▸ **What to work on**
Show each line from the records below that contains the word "metal", copied in full.

━━━━━━━━━━━━━━━━━━━━

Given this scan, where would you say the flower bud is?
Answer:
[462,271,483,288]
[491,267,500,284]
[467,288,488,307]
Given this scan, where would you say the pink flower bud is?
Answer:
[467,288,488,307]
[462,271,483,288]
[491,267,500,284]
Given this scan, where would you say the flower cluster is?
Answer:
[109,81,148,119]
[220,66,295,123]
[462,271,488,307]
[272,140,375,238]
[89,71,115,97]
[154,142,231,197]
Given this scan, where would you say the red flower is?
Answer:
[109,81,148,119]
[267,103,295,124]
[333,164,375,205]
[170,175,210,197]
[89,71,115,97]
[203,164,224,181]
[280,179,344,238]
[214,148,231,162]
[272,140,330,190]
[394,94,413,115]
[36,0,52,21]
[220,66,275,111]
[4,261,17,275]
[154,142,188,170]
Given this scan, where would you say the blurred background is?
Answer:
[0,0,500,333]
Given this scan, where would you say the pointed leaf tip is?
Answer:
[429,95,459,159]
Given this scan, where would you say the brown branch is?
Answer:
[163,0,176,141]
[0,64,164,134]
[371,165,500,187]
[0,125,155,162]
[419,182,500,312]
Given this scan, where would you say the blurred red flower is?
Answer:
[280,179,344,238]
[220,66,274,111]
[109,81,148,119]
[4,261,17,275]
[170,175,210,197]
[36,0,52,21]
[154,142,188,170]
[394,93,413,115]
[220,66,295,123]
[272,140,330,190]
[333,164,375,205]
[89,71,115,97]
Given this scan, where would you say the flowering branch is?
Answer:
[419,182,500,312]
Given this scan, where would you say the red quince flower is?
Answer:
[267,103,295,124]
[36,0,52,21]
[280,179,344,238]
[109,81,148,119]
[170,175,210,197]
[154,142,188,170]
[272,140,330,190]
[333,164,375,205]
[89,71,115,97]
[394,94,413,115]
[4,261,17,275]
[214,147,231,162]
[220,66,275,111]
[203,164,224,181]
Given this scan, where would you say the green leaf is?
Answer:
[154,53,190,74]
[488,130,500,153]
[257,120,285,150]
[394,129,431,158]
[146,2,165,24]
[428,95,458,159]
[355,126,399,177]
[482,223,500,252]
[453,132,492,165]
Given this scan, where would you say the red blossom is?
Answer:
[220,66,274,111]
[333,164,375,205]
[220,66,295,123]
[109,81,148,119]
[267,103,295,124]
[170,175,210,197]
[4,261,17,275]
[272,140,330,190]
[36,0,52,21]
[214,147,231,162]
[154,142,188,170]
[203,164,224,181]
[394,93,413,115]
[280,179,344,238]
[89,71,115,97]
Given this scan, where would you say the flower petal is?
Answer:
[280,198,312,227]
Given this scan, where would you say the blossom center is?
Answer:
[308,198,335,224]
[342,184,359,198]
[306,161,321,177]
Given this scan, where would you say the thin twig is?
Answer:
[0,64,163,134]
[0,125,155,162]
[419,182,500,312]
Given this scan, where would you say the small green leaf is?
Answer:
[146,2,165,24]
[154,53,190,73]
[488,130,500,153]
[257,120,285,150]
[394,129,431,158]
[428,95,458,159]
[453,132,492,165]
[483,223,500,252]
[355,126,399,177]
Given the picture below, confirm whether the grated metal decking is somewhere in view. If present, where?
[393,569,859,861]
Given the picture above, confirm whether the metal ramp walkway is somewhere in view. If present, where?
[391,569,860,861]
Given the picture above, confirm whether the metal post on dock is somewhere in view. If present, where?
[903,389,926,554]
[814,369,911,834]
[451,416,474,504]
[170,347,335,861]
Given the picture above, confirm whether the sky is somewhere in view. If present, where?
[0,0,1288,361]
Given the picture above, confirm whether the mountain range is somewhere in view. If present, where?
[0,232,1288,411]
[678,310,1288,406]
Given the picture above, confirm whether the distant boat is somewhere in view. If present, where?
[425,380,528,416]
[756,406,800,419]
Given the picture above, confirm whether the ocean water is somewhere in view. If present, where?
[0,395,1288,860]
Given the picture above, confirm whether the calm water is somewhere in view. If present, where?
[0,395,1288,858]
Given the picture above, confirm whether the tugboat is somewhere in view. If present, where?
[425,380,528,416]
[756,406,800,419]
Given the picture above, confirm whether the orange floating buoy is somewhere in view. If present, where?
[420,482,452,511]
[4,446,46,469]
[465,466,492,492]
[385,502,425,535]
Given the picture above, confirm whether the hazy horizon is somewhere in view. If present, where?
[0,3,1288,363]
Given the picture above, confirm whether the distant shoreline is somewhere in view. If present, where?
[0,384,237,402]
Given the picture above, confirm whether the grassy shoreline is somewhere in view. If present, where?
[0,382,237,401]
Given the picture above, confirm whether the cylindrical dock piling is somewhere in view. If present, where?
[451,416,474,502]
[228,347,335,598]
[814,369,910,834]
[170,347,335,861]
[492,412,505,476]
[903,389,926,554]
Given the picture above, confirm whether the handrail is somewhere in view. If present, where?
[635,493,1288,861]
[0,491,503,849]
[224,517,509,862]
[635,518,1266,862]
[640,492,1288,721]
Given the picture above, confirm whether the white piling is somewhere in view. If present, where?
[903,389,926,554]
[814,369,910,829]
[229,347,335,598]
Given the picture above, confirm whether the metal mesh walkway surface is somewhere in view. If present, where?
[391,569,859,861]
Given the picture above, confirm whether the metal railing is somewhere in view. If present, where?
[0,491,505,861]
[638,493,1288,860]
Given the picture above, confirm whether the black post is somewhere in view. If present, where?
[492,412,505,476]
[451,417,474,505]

━━━━━━━━━━━━━━━━━━━━

▸ **Reply to the task**
Given the picture below, confirm whether the grated metal decking is somewhere in view. If present, where?
Given the picture above, confirm whether the metal ramp walkway is somewhere in view. If present, where?
Given the picture above, confirm whether the metal post on dock is somewhere in view. If present, where?
Given the picture above, confirm whether the metal mesh walkway surface is somewhere in view. If present, where?
Given the picture above, confirm whether the metal railing is somewhere in view. If present, where?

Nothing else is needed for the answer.